WHAT IS ASKED
Rewrite the records from the line containing "Return the polygon of every instance of the **car alloy" through the line containing "111 177 L 111", inclusive, swapping "car alloy wheel" for "alloy wheel" and leaving everything else unchanged.

ENTRIES PROVIDED
--
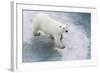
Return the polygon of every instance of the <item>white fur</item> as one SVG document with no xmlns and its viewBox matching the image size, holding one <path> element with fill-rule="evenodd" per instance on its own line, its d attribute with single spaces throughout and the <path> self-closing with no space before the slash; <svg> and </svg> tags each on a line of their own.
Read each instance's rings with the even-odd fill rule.
<svg viewBox="0 0 100 73">
<path fill-rule="evenodd" d="M 61 35 L 66 29 L 66 25 L 54 20 L 47 14 L 38 14 L 34 17 L 32 22 L 33 36 L 38 33 L 38 31 L 43 31 L 54 38 L 56 47 L 64 47 L 63 40 L 60 40 Z"/>
</svg>

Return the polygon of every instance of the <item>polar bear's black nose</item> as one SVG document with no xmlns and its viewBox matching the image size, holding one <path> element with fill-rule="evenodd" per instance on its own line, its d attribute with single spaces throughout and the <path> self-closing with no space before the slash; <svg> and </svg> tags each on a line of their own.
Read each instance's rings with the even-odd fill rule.
<svg viewBox="0 0 100 73">
<path fill-rule="evenodd" d="M 68 30 L 66 30 L 66 32 L 68 32 Z"/>
</svg>

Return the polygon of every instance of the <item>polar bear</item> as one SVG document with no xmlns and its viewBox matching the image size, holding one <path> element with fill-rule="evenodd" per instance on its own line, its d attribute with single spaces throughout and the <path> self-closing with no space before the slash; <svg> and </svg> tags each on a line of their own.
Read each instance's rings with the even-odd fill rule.
<svg viewBox="0 0 100 73">
<path fill-rule="evenodd" d="M 33 18 L 32 25 L 33 36 L 39 36 L 40 33 L 38 31 L 42 31 L 54 40 L 55 47 L 60 49 L 65 48 L 63 33 L 68 32 L 65 24 L 56 21 L 48 14 L 40 13 Z"/>
</svg>

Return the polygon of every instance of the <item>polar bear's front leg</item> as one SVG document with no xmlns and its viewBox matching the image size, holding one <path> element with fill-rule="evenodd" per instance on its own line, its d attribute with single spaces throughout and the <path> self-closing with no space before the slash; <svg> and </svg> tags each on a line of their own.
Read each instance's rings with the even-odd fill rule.
<svg viewBox="0 0 100 73">
<path fill-rule="evenodd" d="M 61 40 L 62 36 L 61 35 L 54 35 L 54 42 L 57 48 L 63 49 L 65 48 L 64 44 L 62 43 Z"/>
<path fill-rule="evenodd" d="M 40 36 L 38 29 L 35 29 L 35 28 L 33 28 L 32 34 L 33 34 L 33 36 Z"/>
</svg>

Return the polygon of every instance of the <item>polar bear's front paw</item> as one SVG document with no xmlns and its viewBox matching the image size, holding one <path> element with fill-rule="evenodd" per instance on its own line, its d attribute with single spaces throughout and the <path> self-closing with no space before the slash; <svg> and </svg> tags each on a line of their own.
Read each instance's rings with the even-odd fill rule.
<svg viewBox="0 0 100 73">
<path fill-rule="evenodd" d="M 53 36 L 51 36 L 51 35 L 49 35 L 49 38 L 50 38 L 51 40 L 54 40 L 54 37 L 53 37 Z"/>
<path fill-rule="evenodd" d="M 36 33 L 34 36 L 40 36 L 40 33 L 38 32 L 38 33 Z"/>
</svg>

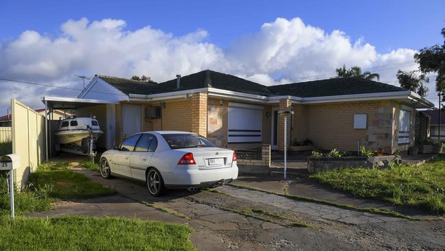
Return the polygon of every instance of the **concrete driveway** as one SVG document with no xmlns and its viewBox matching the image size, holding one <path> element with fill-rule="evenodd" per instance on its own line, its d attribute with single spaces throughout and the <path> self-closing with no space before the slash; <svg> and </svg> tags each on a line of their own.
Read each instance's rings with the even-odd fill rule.
<svg viewBox="0 0 445 251">
<path fill-rule="evenodd" d="M 104 180 L 90 170 L 75 171 L 114 188 L 120 199 L 113 200 L 137 204 L 124 206 L 133 212 L 130 217 L 188 224 L 195 230 L 191 239 L 199 250 L 445 249 L 442 220 L 413 221 L 374 215 L 231 186 L 218 188 L 214 192 L 170 191 L 164 197 L 153 198 L 143 184 L 122 178 Z M 174 215 L 139 204 L 140 202 L 167 209 Z M 100 201 L 81 203 L 91 208 L 104 208 Z M 100 213 L 118 215 L 114 212 L 114 205 L 107 205 L 108 209 Z M 86 210 L 88 211 L 87 208 L 84 208 Z M 264 217 L 245 213 L 254 211 L 262 212 L 261 215 Z M 151 213 L 152 215 L 148 216 Z M 275 216 L 270 217 L 268 214 Z M 301 225 L 296 222 L 309 227 L 298 226 Z"/>
</svg>

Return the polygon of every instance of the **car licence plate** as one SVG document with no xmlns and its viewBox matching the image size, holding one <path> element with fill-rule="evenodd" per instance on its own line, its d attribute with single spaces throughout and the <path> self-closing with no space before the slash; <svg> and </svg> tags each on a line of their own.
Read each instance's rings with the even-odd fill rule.
<svg viewBox="0 0 445 251">
<path fill-rule="evenodd" d="M 222 165 L 224 160 L 222 158 L 209 158 L 209 165 Z"/>
</svg>

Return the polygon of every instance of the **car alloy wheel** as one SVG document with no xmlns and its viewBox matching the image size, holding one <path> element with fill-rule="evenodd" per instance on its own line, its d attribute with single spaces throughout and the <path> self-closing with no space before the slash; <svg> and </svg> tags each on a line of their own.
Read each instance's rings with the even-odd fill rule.
<svg viewBox="0 0 445 251">
<path fill-rule="evenodd" d="M 111 177 L 111 170 L 110 169 L 110 165 L 108 165 L 108 161 L 106 159 L 103 158 L 101 161 L 101 166 L 99 167 L 101 171 L 101 176 L 103 178 L 107 179 Z"/>
<path fill-rule="evenodd" d="M 159 171 L 150 169 L 147 174 L 147 186 L 149 191 L 153 196 L 158 196 L 164 192 L 164 180 Z"/>
</svg>

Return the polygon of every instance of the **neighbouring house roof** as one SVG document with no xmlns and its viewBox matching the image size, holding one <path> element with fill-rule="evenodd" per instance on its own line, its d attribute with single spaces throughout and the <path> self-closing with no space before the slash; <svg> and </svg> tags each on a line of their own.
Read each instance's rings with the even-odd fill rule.
<svg viewBox="0 0 445 251">
<path fill-rule="evenodd" d="M 429 115 L 431 118 L 430 121 L 430 125 L 438 125 L 439 124 L 439 110 L 424 110 L 422 112 Z M 442 110 L 440 112 L 440 124 L 445 126 L 445 110 Z"/>
<path fill-rule="evenodd" d="M 407 91 L 400 87 L 361 77 L 330 78 L 268 86 L 276 95 L 300 97 L 336 96 L 352 94 Z"/>
<path fill-rule="evenodd" d="M 106 82 L 110 85 L 126 95 L 130 93 L 142 95 L 152 94 L 154 93 L 153 88 L 155 88 L 157 86 L 157 84 L 153 81 L 137 81 L 103 75 L 96 75 L 96 77 Z"/>
</svg>

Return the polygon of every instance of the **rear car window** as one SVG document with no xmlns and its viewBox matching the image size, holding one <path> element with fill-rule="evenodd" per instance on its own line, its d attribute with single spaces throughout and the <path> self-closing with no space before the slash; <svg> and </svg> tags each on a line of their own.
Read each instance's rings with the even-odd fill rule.
<svg viewBox="0 0 445 251">
<path fill-rule="evenodd" d="M 162 136 L 171 149 L 213 147 L 215 145 L 202 136 L 194 134 L 168 134 Z"/>
</svg>

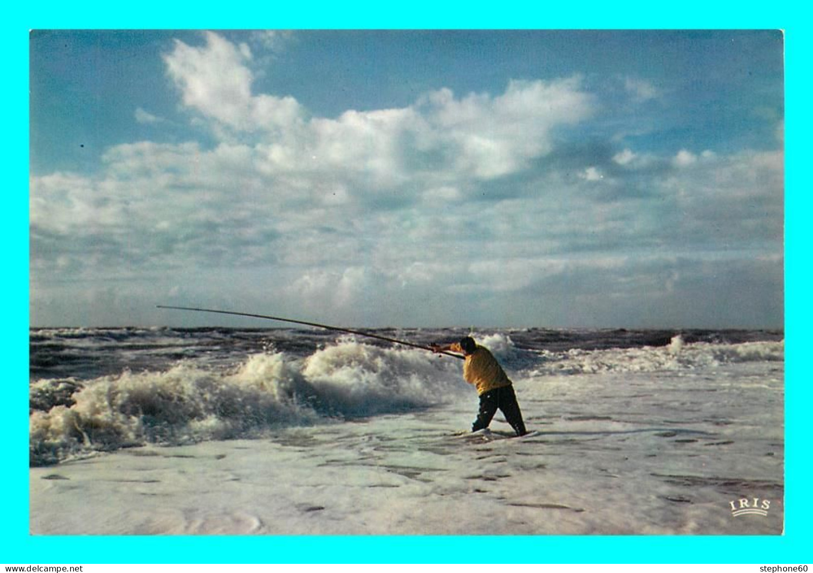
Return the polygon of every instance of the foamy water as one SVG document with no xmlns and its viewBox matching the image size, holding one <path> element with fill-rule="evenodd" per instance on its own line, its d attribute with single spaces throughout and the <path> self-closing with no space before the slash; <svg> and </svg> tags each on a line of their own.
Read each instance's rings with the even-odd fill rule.
<svg viewBox="0 0 813 573">
<path fill-rule="evenodd" d="M 54 350 L 53 334 L 37 336 Z M 39 358 L 111 352 L 98 335 Z M 124 336 L 120 371 L 40 375 L 66 373 L 52 360 L 31 384 L 32 531 L 781 532 L 780 336 L 476 335 L 528 436 L 507 439 L 499 414 L 468 432 L 461 361 L 359 339 L 162 331 Z M 740 499 L 770 509 L 733 516 Z"/>
</svg>

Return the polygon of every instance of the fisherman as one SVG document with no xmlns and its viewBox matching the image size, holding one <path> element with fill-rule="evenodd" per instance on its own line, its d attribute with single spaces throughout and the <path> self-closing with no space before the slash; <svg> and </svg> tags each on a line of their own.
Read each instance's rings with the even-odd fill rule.
<svg viewBox="0 0 813 573">
<path fill-rule="evenodd" d="M 466 357 L 463 377 L 477 389 L 480 411 L 472 425 L 472 432 L 489 427 L 499 409 L 517 436 L 528 433 L 522 421 L 522 412 L 516 402 L 514 386 L 505 371 L 488 349 L 480 346 L 471 336 L 450 345 L 432 345 L 433 352 L 458 352 Z"/>
</svg>

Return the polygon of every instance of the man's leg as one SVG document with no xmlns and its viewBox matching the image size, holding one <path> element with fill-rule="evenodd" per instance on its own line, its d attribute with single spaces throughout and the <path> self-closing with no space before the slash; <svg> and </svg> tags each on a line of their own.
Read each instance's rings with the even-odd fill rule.
<svg viewBox="0 0 813 573">
<path fill-rule="evenodd" d="M 497 398 L 497 390 L 486 392 L 480 397 L 480 411 L 477 412 L 477 419 L 472 424 L 472 432 L 482 430 L 488 428 L 491 423 L 491 419 L 497 413 L 499 402 Z"/>
<path fill-rule="evenodd" d="M 502 390 L 499 397 L 500 411 L 506 417 L 506 421 L 514 428 L 516 435 L 524 436 L 528 431 L 525 429 L 525 423 L 522 420 L 522 412 L 520 411 L 520 404 L 516 401 L 514 387 L 506 386 L 499 389 Z"/>
</svg>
--
FINAL RESULT
Return the polygon of every instance of the **alloy wheel** as one SVG document with no xmlns and its viewBox matching the image size, holding one <path> element with fill-rule="evenodd" per instance on its own line, its d attribute with single spaces throughout and the <path> self-closing with no space before the slash; <svg> and </svg> tags each on a line of their own.
Read each instance's rings with the even-odd fill rule.
<svg viewBox="0 0 445 251">
<path fill-rule="evenodd" d="M 111 177 L 111 170 L 110 169 L 110 165 L 108 165 L 108 161 L 106 159 L 103 158 L 101 161 L 101 166 L 99 167 L 101 171 L 101 176 L 103 178 L 107 179 Z"/>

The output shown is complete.